*** Opening MATERIAL SUPPLIED ***
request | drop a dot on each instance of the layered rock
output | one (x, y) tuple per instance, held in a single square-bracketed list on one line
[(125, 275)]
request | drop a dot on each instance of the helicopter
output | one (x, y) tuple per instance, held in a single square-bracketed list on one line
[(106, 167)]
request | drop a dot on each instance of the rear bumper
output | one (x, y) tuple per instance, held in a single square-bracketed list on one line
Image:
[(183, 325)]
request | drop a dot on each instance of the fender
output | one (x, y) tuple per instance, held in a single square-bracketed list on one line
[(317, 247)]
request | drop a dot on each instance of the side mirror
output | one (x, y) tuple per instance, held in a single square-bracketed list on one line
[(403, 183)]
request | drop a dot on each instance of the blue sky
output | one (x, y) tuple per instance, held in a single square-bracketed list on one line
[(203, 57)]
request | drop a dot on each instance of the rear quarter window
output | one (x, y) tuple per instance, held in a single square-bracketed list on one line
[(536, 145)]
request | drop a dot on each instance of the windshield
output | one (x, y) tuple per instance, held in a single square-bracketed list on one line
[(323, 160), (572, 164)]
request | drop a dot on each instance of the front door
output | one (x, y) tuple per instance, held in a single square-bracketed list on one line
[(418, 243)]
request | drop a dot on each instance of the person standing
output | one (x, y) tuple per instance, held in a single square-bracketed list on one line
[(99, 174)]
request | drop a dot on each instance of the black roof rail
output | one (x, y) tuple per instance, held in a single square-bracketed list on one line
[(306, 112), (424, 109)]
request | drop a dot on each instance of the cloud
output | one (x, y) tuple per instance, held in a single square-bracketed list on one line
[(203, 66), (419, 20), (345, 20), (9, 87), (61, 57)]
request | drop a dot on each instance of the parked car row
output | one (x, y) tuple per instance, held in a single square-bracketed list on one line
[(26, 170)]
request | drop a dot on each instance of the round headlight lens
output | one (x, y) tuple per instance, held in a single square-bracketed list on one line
*** Closing MATERIAL SUPPLIED ***
▸ TASK REQUIREMENTS:
Return the material exactly. Leave out no line.

▸ ANSWER SECTION:
request | drop a dot on each instance of the layered rock
output | one (x, y) tuple per instance, held in a single square-bracketed list on one line
[(125, 275)]
request | drop a dot on each instance of the helicopter
output | one (x, y) tuple per instance, held in a single square-bracketed list on one line
[(106, 167)]
request | drop a dot on each instance of the rear bumper
output | one (x, y) tuple per instance, held in a single square-bracketed list on one line
Image:
[(183, 325)]
request | drop a dot on each instance of the fender
output | one (x, y) tuple per instance, held in a single square-bracketed list on one line
[(317, 247)]
request | drop a dot on each instance of the side mirror
output | one (x, y) tuple per instance, held in a single square-bracketed list on one line
[(403, 183)]
request | drop a dot on each instance of the blue sky
output | one (x, y) tuple per instance, held in a single square-bracketed list on one line
[(203, 57)]
request | drop a dot on each instance of the rear quarter window
output | one (x, y) tuple per instance, held in a single square-bracketed list on one line
[(536, 145)]
request | drop a dot on each instance of the windshield
output | one (x, y) tuple per instance, held in a single square-bracketed list on one line
[(323, 160), (572, 164)]
request | drop a dot on each instance of the front door
output | one (x, y) tuple per instance, held in a single square-bracketed list on one line
[(418, 243)]
request | drop a dot on each instance of the person standing
output | one (x, y) tuple per instance, held in a single square-bracketed list on one line
[(99, 174)]
request | drop a dot on each instance of the black roof rail
output | one (x, y) tuple per instance, held in a single square-bracketed list on one line
[(306, 112), (424, 109)]
request | drop a dot on each instance of the cloud
output | one (x, y) tuple per instance, held in a single square-bracketed list on one line
[(203, 66), (419, 20), (345, 20), (9, 87), (61, 57)]
request | drop a dot on each instance of the parked car row
output | one (x, y) tuple per instance, held in a single square-bracketed list on one line
[(26, 170)]
request | drop a dot on each instance of the round headlight lens
output | one (x, y) tuple per instance, held in a single square-bracketed list on one line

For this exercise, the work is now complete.